Start of Document text

Effects of Florida Law on Opioid Prescriptions after Cesarean Delivery

Citation: Potnuru PP, Patel SD, Birnbach DJ, Epstein RH, Dudaryk R. Effects of State Law Limiting Postoperative Opioid Prescription in Patients After Cesarean DeliveryAnesth Analg. 2021;132(3):752-760. PubMed ID: 32639388

Study Findings:

Implementation of Florida Law HB 21 was associated with a lower total prescribed opioid dose and a shorter duration of therapy at the time of hospital discharge following cesarean delivery. These reductions were not associated with the need for additional opioid prescriptions or emergency department visits.

A Word on Segmented Regression Analysis

In this paper, we used a particularly useful and informative statistical method called segmented regression analysis of an interrupted time series. The method looks at the pre-intervention trend and level of the outcome and compares it with the post-intervention trend and level. This is particularly important when looking at something like opioid prescriptions as an outcome. Because of the increased focus on opioids, prescribers were already trending towards prescribing fewer opioids (unrelated to the intervention studied [Florida’s HB 21 law]). Therefore, it is important to account for this pre-existing trend to avoid incorrectly “over-associating” the intervention with the change in outcomes.

By using segmented regression analysis, we can reduce the confounding effect of pre-existing trends and perform a more robust analysis of policy-based interventions (e.g., laws, QI initiatives, policy changes within a hospital, etc.).

End of Document text

§ Set of tasks:
• 1. Please print the part of the study summary that opens with the words containing "In this paper, we" and closes with "change in outcomes.".
• 2. Answer these questions from the study summary:
(a) What is the name of the Florida law whose implementation was studied?
(b) In what year was the cited paper published?
(c) What statistical method does the summary say was used in the paper?
• 3. Translate this sentence from the study summary into Spanish: "The method looks at the pre-intervention trend and level of the outcome and compares it with the post-intervention trend and level."

Start of Provided records

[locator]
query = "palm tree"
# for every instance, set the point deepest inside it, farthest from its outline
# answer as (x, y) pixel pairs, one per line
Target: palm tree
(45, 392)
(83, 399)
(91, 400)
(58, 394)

End of Provided records

§ Answers provided:
• 1.
In this paper, we used a particularly useful and informative statistical method called segmented regression analysis of an interrupted time series. The method looks at the pre-intervention trend and level of the outcome and compares it with the post-intervention trend and level. This is particularly important when looking at something like opioid prescriptions as an outcome. Because of the increased focus on opioids, prescribers were already trending towards prescribing fewer opioids (unrelated to the intervention studied [Florida’s HB 21 law]). Therefore, it is important to account for this pre-existing trend to avoid incorrectly “over-associating” the intervention with the change in outcomes.

• 2.
(a) Florida Law HB 21
(b) 2021
(c) Segmented regression analysis of an interrupted time series

• 3. El método examina la tendencia y el nivel del resultado antes de la intervención y los compara con la tendencia y el nivel posteriores a la intervención.